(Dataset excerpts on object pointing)
- - -
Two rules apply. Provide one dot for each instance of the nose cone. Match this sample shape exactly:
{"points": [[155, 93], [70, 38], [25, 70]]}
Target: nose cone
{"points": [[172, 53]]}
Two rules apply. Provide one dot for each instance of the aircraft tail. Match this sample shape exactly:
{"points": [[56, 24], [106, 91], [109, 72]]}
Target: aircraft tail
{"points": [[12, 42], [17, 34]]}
- - -
Rewrite the entire listing above, switching each occurrence of "one dot" to "a single marker" and keeping every other character the same.

Two rules apply. Provide a single marker for each instance of the nose cone. Match this sample shape exactly:
{"points": [[155, 93], [70, 38], [25, 70]]}
Target: nose cone
{"points": [[172, 53]]}
Two rules apply. Provide a single marker for each instance of the aircraft tail. Match this sample shape exactly:
{"points": [[56, 24], [106, 91], [109, 72]]}
Target: aircraft tail
{"points": [[12, 42], [17, 34]]}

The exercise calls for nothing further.